— START OF Records shown —

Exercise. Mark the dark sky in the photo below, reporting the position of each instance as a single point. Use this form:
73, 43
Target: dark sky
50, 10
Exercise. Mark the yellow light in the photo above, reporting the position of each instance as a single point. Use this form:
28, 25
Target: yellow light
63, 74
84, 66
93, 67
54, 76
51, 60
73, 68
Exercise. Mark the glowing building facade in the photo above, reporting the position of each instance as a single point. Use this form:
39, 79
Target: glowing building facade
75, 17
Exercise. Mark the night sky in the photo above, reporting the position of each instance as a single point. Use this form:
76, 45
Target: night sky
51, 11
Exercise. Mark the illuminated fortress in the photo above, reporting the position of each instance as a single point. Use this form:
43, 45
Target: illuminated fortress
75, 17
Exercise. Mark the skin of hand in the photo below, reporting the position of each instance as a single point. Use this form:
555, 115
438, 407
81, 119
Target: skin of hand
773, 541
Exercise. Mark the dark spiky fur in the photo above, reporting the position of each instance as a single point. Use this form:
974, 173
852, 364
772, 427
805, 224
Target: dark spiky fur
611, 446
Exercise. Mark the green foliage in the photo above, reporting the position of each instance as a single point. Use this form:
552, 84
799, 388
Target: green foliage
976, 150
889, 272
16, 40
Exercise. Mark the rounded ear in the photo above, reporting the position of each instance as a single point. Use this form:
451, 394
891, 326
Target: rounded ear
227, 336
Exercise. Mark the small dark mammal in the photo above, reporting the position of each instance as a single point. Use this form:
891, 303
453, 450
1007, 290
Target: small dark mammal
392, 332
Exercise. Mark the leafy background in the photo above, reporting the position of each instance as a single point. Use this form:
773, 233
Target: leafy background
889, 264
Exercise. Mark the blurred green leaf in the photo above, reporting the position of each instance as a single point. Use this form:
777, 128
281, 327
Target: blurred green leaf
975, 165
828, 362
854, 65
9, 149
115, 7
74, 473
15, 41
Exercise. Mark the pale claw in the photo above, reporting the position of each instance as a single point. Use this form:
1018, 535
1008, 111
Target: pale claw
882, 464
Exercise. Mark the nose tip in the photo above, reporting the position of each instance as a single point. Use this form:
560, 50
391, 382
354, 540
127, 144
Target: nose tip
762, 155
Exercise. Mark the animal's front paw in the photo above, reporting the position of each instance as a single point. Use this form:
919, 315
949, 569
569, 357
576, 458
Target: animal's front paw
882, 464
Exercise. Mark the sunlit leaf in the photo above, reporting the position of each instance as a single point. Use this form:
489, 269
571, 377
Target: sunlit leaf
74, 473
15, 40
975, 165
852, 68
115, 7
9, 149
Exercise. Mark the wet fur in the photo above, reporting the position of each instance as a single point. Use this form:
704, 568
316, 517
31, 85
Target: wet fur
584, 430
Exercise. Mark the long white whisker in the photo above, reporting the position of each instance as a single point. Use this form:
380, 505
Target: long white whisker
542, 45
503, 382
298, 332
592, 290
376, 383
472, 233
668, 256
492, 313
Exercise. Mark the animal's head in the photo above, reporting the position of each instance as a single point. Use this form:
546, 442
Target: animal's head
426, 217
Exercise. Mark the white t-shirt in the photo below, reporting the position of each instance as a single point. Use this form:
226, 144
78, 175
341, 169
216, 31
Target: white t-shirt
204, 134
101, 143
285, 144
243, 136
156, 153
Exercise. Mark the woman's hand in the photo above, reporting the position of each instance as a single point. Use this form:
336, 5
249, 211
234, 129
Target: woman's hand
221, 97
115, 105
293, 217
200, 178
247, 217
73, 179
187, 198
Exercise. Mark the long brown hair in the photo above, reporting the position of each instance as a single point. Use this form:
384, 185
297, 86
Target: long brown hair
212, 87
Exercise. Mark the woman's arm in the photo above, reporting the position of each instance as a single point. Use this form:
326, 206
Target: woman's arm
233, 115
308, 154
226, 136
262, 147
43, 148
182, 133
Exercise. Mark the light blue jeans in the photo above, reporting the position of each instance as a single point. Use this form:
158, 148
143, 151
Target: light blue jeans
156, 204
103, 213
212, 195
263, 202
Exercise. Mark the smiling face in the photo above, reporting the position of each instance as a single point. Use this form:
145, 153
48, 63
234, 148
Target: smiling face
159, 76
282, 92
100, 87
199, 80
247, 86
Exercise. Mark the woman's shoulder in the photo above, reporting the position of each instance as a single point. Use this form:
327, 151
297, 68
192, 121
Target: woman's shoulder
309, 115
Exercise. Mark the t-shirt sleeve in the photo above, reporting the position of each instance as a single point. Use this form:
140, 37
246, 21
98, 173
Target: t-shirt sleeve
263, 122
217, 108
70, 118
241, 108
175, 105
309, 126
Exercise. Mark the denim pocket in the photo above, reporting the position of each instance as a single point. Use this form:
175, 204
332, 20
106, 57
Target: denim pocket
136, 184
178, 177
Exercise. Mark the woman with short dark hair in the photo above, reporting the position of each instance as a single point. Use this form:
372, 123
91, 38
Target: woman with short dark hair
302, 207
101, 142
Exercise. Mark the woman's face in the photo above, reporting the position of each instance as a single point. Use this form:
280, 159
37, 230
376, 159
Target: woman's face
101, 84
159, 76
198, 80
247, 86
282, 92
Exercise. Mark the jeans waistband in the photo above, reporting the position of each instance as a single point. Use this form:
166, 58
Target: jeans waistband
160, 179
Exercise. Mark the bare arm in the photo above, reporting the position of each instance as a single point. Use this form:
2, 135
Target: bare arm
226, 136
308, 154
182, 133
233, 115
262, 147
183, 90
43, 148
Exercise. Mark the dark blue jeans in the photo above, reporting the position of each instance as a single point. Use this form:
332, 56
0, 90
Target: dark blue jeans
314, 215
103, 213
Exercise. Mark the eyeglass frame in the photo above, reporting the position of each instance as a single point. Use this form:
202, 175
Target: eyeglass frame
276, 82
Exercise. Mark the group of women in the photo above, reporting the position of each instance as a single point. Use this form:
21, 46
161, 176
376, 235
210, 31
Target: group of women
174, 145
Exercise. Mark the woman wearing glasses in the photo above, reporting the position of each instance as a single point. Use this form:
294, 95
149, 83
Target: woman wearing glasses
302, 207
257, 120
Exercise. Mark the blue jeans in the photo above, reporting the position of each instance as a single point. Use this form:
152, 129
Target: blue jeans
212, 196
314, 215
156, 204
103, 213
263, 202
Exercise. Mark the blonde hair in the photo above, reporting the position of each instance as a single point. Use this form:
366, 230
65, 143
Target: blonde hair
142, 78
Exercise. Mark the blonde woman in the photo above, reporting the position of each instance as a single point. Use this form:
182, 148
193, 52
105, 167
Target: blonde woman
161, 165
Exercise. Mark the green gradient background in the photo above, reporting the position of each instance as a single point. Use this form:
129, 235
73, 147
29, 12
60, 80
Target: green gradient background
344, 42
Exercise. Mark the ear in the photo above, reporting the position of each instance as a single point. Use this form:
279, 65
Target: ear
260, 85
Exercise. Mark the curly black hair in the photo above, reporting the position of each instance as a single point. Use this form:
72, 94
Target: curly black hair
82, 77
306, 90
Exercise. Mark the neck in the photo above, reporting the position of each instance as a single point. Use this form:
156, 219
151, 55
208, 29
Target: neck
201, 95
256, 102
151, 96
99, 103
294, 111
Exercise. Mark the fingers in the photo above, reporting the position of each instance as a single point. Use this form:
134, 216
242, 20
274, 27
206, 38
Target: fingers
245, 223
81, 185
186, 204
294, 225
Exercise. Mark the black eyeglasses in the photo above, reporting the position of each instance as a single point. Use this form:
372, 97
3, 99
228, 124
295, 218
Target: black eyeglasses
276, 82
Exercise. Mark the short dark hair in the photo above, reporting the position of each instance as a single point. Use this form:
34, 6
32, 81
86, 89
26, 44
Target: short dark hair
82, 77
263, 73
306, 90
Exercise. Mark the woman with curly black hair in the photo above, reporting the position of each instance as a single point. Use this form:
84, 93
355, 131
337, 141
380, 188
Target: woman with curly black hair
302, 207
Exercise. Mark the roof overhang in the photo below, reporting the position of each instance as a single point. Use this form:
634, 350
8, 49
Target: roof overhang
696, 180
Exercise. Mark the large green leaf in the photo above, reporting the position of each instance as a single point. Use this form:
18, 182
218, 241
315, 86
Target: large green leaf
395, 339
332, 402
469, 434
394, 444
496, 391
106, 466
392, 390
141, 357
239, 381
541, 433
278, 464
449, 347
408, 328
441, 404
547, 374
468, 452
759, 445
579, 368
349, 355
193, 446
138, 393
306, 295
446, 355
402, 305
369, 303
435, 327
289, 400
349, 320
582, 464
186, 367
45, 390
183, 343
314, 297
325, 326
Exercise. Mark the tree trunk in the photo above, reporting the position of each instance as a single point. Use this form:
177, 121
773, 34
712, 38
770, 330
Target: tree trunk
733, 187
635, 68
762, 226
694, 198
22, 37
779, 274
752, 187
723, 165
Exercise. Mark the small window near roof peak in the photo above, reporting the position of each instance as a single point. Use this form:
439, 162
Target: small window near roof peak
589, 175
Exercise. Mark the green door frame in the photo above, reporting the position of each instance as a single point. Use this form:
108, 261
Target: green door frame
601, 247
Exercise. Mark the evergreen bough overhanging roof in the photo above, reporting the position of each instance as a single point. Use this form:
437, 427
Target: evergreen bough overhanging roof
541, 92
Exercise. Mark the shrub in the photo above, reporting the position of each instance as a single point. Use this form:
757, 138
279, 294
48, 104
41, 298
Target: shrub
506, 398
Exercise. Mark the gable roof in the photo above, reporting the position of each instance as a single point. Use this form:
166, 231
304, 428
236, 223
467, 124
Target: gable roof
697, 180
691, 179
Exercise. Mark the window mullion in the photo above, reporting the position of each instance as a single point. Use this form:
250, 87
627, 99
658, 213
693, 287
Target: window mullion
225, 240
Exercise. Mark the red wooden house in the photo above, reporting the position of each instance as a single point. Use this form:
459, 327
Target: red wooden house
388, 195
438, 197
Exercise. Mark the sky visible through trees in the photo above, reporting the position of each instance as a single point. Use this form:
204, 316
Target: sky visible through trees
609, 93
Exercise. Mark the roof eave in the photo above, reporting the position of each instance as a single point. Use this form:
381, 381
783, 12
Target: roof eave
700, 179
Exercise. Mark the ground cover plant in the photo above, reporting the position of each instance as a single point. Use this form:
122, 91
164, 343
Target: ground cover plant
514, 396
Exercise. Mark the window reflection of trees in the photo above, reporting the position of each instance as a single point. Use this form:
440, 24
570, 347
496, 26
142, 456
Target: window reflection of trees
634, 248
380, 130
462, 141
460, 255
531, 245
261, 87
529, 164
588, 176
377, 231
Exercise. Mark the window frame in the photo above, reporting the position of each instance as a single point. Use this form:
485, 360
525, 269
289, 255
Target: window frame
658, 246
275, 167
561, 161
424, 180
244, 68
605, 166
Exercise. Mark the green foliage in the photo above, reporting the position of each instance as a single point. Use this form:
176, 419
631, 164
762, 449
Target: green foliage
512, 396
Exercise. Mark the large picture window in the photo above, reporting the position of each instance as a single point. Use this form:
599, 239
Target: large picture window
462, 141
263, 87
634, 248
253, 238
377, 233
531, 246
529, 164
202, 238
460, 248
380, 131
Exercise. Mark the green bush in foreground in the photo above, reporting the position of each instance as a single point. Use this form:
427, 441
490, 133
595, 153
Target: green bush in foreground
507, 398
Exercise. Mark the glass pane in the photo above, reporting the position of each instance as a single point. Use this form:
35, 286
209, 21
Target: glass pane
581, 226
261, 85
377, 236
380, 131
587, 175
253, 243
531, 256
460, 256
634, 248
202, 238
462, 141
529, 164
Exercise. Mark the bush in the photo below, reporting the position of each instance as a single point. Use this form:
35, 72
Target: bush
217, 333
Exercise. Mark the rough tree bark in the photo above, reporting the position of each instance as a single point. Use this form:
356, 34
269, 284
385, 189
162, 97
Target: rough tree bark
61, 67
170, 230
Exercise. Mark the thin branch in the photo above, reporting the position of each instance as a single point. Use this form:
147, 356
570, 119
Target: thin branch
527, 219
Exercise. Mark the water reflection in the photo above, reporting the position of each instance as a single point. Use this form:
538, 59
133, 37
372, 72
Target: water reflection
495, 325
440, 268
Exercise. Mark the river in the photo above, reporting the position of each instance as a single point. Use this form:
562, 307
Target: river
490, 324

— END OF Records shown —

**Problem:**
What are the lines from the one with "Exercise. Mark the glass" through the last line of the records above? Quote them exactly and add nothing.

**Solution to this task:**
Exercise. Mark the glass pane in the photo above, reporting the position of each instance as a single point. Use this form:
35, 286
209, 21
Target: glass pane
581, 226
261, 85
377, 236
380, 131
587, 175
253, 243
531, 256
460, 256
634, 248
202, 238
462, 141
529, 164
Exercise. Mark the bush in the photo below, reporting the position of each instance as a single point. Use this form:
35, 72
Target: bush
217, 333
Exercise. Mark the rough tree bark in the photo above, reporting the position of each instance as a single point. Use this form:
356, 34
269, 284
385, 189
162, 97
Target: rough tree bark
61, 67
170, 230
Exercise. Mark the thin branch in the photo above, reporting the position of each instance as a single point. Use this form:
147, 356
570, 119
Target: thin branch
527, 219
Exercise. Mark the water reflection in the photo above, reporting the position of each instance as a single point. Use this form:
538, 59
133, 37
372, 72
Target: water reflection
495, 325
440, 268
Exercise. Mark the river in the photo above, reporting the position of each instance as a single point. Use this form:
562, 307
Target: river
490, 324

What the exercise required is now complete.